[OBJECTIVE] Reproduce these records with every "query" changed to "target" and everything else left unchanged. Leave the pictures out of your answer.

(Data lines)
──────────────────────────────

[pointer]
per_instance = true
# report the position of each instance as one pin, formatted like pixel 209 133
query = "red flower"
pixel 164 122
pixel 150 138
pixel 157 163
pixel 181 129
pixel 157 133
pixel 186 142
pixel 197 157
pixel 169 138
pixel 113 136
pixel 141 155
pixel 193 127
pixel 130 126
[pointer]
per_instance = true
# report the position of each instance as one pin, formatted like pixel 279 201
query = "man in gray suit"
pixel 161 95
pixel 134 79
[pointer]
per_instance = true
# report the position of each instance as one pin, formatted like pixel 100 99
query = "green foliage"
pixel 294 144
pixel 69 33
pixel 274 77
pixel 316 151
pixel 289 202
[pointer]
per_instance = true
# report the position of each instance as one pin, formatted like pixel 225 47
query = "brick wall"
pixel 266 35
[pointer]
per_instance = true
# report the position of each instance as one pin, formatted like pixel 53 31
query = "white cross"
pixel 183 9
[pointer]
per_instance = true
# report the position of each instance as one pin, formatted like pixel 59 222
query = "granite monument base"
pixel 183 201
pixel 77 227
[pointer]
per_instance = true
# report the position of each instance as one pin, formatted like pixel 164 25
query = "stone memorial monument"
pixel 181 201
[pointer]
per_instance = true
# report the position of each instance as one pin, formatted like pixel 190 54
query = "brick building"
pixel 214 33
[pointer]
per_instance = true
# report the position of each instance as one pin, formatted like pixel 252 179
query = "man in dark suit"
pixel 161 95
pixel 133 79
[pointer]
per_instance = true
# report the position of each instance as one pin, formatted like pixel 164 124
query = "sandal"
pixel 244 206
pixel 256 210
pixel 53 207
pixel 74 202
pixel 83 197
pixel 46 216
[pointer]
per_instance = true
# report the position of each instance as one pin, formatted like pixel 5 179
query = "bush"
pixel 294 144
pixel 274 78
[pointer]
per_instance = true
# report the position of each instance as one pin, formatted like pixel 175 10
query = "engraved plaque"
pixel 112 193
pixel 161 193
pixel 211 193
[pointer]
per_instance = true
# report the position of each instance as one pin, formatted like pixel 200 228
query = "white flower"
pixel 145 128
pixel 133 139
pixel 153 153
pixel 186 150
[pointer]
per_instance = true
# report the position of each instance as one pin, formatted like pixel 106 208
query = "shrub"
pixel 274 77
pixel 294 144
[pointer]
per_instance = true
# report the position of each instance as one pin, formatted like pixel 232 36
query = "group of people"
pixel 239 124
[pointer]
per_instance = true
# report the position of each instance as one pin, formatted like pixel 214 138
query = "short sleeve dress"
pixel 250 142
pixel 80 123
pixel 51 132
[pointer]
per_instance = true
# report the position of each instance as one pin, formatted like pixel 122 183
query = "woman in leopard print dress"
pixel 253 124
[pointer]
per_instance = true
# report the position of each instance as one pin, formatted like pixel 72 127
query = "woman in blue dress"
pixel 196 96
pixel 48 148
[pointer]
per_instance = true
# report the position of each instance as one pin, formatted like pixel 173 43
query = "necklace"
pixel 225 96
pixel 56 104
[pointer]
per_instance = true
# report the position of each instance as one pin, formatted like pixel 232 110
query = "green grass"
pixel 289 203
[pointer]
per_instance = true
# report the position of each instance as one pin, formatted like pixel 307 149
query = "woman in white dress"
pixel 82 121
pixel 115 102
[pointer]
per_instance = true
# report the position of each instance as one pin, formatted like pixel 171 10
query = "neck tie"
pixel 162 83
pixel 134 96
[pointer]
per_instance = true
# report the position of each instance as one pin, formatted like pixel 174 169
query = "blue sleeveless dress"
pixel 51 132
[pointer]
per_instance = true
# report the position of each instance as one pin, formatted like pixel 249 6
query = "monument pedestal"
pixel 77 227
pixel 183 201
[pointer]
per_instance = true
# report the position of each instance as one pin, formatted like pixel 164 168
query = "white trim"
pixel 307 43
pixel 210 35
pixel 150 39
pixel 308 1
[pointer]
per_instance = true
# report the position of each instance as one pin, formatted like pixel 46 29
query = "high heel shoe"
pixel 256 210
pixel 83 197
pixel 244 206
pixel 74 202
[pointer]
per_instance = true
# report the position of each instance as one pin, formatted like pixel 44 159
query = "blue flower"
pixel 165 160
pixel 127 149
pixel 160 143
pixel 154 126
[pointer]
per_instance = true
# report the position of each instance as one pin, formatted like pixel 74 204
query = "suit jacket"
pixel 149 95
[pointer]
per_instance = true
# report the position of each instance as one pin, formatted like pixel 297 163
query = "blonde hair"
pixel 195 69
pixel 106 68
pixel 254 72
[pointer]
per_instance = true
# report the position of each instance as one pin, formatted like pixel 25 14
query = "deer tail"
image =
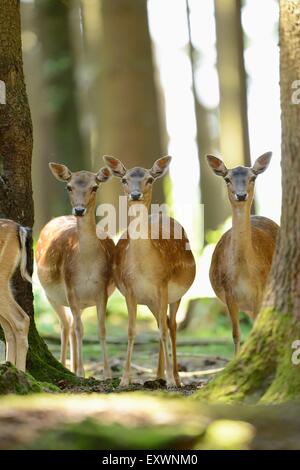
pixel 24 236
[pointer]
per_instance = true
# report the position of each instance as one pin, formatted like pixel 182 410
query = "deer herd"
pixel 78 267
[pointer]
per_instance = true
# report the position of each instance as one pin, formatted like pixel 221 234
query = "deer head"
pixel 240 180
pixel 137 182
pixel 81 186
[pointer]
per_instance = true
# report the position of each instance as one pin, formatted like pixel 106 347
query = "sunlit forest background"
pixel 138 81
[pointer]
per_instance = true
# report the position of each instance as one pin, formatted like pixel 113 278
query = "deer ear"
pixel 262 163
pixel 160 167
pixel 60 172
pixel 216 164
pixel 116 166
pixel 103 175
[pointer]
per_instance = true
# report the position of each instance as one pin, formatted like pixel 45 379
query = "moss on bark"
pixel 263 371
pixel 13 380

──────────────────────────────

[ANSWER TO THE EXERCISE]
[pointer]
per_instance = true
# report the position of each instance as one pin, formatted like pixel 209 133
target = "red flower"
pixel 164 122
pixel 150 138
pixel 157 163
pixel 181 129
pixel 157 133
pixel 186 142
pixel 197 157
pixel 169 138
pixel 113 136
pixel 141 155
pixel 193 127
pixel 130 126
[pointer]
per_instance = true
# report the position of each instance as one pin, formatted like pixel 279 201
target = "man in gray suit"
pixel 161 95
pixel 134 79
[pointer]
per_instance = true
# report the position of each instance as one pin, formatted like pixel 100 99
target = "green foliage"
pixel 294 144
pixel 69 33
pixel 274 77
pixel 316 151
pixel 289 202
[pointer]
per_instance = true
# report the position of each instance as one pin, formatted like pixel 225 47
target = "brick wall"
pixel 266 35
[pointer]
per_instance = true
# report the position of each instance as one pin, formatted like pixel 53 31
target = "white cross"
pixel 183 9
[pointer]
per_instance = true
# report the position of each instance as one pin, formatted like pixel 59 222
target = "granite monument base"
pixel 183 201
pixel 77 227
[pointer]
per_instance = true
# report the position of each instance as one pin, formatted like pixel 164 25
target = "stone memorial monument"
pixel 181 201
[pointer]
per_instance = true
# report the position of each instance as one pin, formatted like pixel 190 54
target = "brick building"
pixel 214 33
[pointer]
per_instance = true
# report the position of each instance as one pin, formatted like pixel 252 179
target = "man in dark suit"
pixel 161 95
pixel 133 79
[pointer]
per_instance = true
# report the position of each instance as one pin, formatted like pixel 164 124
target = "sandal"
pixel 244 206
pixel 256 210
pixel 53 207
pixel 74 202
pixel 83 197
pixel 46 216
[pointer]
per_instance = true
# report the position of each instance as one pin, formatted like pixel 5 179
target = "bush"
pixel 294 144
pixel 274 78
[pointer]
per_instance = true
# report the position of each instance as one pin, formatted like pixel 175 10
target = "engraved plaque"
pixel 112 193
pixel 161 193
pixel 211 193
[pointer]
per_instance = true
# report the position of each instance as one pin, formatted like pixel 200 228
target = "white flower"
pixel 145 128
pixel 133 139
pixel 153 153
pixel 186 150
[pointer]
per_instance = true
# report the position of each instance as one pin, formatted like pixel 106 208
target = "shrub"
pixel 274 77
pixel 294 144
[pointer]
per_instance = true
# report the position of each instance as one pin, formatted like pixel 232 36
target = "group of people"
pixel 239 124
[pointer]
per_instance = true
# report the position of each instance as one pin, formatted like pixel 214 138
target = "short sleeve dress"
pixel 250 142
pixel 80 123
pixel 51 132
[pointer]
per_instance = true
# report the position of each instance as one pin, formatted like pixel 122 183
target = "woman in leopard print dress"
pixel 253 124
[pointer]
per_instance = true
# report the position of each instance as one pin, formatted like pixel 72 127
target = "woman in blue dress"
pixel 196 96
pixel 48 148
[pointer]
per_instance = true
# report the position of each instance as one pin, formatted like pixel 173 43
target = "necklace"
pixel 225 96
pixel 56 104
[pointer]
per_instance = true
# report the position of each instance as one pin, formatted like pixel 232 110
target = "green grass"
pixel 289 203
[pointer]
per_instance = true
# report the position of each instance as one pin, formatted like pixel 307 149
target = "woman in white dress"
pixel 82 121
pixel 115 102
[pointer]
per_instance = true
# report the position of each instance as one pin, formatted like pixel 171 10
target = "neck tie"
pixel 162 83
pixel 134 96
[pointer]
per_instance = true
# report the position of each instance as one pin, formatted like pixel 174 169
target = "blue sleeveless dress"
pixel 51 132
[pointer]
per_instance = true
# report the position of each instance as one pin, formatted like pixel 249 6
target = "monument pedestal"
pixel 77 227
pixel 183 201
[pointer]
per_instance = true
# report the position of each instance as one pin, formatted like pixel 164 168
target = "white trim"
pixel 307 43
pixel 210 35
pixel 150 39
pixel 308 1
[pointer]
per_instance = true
# report the position of each instance as one pin, formatted like pixel 46 29
target = "high heel shoe"
pixel 256 210
pixel 83 197
pixel 244 206
pixel 74 202
[pointer]
per_instance = true
# report the position of each instance as one pin, formatted like pixel 44 159
target = "blue flower"
pixel 165 160
pixel 127 149
pixel 160 143
pixel 154 126
[pointer]
per_instance = true
# report the position of each instance as one pin, formatted like pixel 74 204
target = "suit jacket"
pixel 149 95
[pointer]
per_instance = true
# report the position of each instance as one pin, formatted like pixel 297 163
target = "blonde hair"
pixel 195 69
pixel 106 68
pixel 254 72
[pointer]
per_instance = true
# report the position of each instance as one pin, formatted like pixel 25 14
target = "deer tail"
image =
pixel 24 236
[pointer]
per_instance = true
# report the position of each instance as one pin, formatted like pixel 182 410
target = "deer herd"
pixel 78 267
[pointer]
per_instance = true
# report the position of each instance as one pin, formatted like pixel 221 234
target = "deer head"
pixel 240 180
pixel 137 182
pixel 81 186
[pointer]
per_instance = true
# report the position of each instance as one pin, formatted like pixel 106 347
target = "sunlit forest background"
pixel 138 81
[pointer]
per_instance = true
# report the position of each instance as one pin, formatted like pixel 113 278
target = "deer ear"
pixel 262 163
pixel 160 167
pixel 60 172
pixel 216 164
pixel 116 166
pixel 103 175
[pointer]
per_instance = true
# report the position of each instance as one pin, formatted like pixel 45 379
target = "moss on bark"
pixel 263 371
pixel 13 380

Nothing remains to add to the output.